*Objective*: Rewrite the listing below, switching every "innermost point" to "central point" and leaving everything else unchanged.

>> BEGIN Given information

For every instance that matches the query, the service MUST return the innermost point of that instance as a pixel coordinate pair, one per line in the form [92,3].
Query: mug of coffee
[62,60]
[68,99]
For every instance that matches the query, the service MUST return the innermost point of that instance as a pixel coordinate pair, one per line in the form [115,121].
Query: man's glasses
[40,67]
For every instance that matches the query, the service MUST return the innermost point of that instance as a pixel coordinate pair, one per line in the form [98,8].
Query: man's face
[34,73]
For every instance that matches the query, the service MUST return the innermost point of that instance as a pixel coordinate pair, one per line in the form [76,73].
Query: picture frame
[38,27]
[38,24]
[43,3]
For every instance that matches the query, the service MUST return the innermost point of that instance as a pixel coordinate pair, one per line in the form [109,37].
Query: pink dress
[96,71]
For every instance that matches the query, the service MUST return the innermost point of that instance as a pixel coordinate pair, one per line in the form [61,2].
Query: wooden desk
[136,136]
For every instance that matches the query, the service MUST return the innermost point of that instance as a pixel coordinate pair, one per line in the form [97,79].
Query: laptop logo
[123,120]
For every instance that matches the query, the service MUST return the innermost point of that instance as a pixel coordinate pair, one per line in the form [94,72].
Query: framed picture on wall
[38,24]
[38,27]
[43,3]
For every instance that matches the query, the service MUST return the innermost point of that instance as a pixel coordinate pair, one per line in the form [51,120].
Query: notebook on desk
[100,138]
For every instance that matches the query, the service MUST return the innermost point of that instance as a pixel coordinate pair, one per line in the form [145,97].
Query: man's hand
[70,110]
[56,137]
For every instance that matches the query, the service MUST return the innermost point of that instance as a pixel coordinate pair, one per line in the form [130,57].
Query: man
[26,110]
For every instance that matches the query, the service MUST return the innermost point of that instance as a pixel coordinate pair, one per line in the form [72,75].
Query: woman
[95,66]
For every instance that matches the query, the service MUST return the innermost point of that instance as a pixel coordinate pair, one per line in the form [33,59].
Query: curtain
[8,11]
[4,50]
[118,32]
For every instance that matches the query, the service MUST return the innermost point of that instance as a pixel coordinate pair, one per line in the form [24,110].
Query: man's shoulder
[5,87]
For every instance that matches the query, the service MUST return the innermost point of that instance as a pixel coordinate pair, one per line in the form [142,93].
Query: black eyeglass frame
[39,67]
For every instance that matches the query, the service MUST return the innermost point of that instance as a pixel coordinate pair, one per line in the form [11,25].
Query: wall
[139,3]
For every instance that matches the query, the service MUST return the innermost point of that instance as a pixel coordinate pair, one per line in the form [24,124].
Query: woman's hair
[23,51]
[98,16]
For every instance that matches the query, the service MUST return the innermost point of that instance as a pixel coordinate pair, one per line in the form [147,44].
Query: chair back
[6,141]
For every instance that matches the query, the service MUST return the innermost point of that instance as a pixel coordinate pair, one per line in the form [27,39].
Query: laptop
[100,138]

>> END Given information

*Solution to the problem*:
For every instance that matches the query, the service MUST return the central point of that instance as a pixel coordinate pair, one per line in the form [92,3].
Query: mug of coffee
[62,60]
[68,99]
For every instance that matches the query, the service MUST return the central point of that instance as a pixel coordinate pair, one per line in the form [115,121].
Query: man's glasses
[40,67]
For every instance that matches the query, the service MUST return the central point of that instance as a pixel coordinate pair, one per line in the form [98,8].
Query: man's face
[34,73]
For every instance that matches the query, the service MUST return the central point of that instance as a pixel coordinate pair, one per line in the form [76,73].
Query: picture frame
[38,27]
[38,24]
[43,3]
For every instance that matches the query, the service MUST return the central point of that instance as a pixel coordinate pair, one per line in the form [109,37].
Query: pink dress
[96,71]
For every instance that matches the query, the service MUST return the central point of that instance as a pixel coordinate pair, one per line in the form [61,2].
Query: wooden desk
[136,136]
For every instance that matches the query, the service MUST return the central point of that instance as a pixel coordinate pair, one per line in the form [97,79].
Query: laptop logo
[123,120]
For every instance that matches the query, the service MUST return the central point of that instance as a pixel coordinate pair, one per line in the form [94,72].
Query: framed picture on wall
[38,24]
[38,27]
[43,3]
For every instance that matches the query, the service MUST return the central point of that instance as a pixel coordinate pair, one per line in the form [51,120].
Query: notebook on desk
[100,138]
For every instance that matches the query, the service MUST return the central point of that instance as a pixel coordinate pair, one per line in the form [145,97].
Query: man's hand
[70,110]
[56,137]
For every instance that matches the query, the service MUST return the central point of that instance as a pixel coordinate pair, one per line in the form [130,57].
Query: man
[26,110]
For every instance that matches the query, the service MUST return the central point of that instance as a pixel coordinate pair, one per line in the form [72,75].
Query: woman
[95,66]
For every instance that matches the query, the service MUST return the central point of that instance as a pixel coordinate pair, one per line in the form [33,59].
Query: curtain
[8,11]
[4,50]
[118,32]
For every instance that matches the query, the service MUST return the central point of that instance as a pixel coordinate pair, one per line in the form [24,110].
Query: man's shoulder
[5,87]
For every instance that matches the query, the service MUST return the central point of that instance as a pixel coordinate pair, one per line in the form [142,93].
Query: black eyeglass frame
[39,67]
For every instance that matches the query, the service MUST return the central point of that instance as a pixel coordinate pair, one per line in the form [11,25].
Query: wall
[139,3]
For every instance that matches the query, the service MUST return the central point of that instance as a pixel coordinate pair, one per line in the form [24,124].
Query: woman's hair
[23,51]
[98,16]
For every instance that matches the query, the service MUST return the central point of that instance as a pixel coordinate pair, one per line in the form [147,44].
Query: chair back
[6,141]
For every instance that matches the query, the service MUST return the central point of that instance as a pixel coordinate pair, one per line in the form [27,39].
Query: laptop
[100,138]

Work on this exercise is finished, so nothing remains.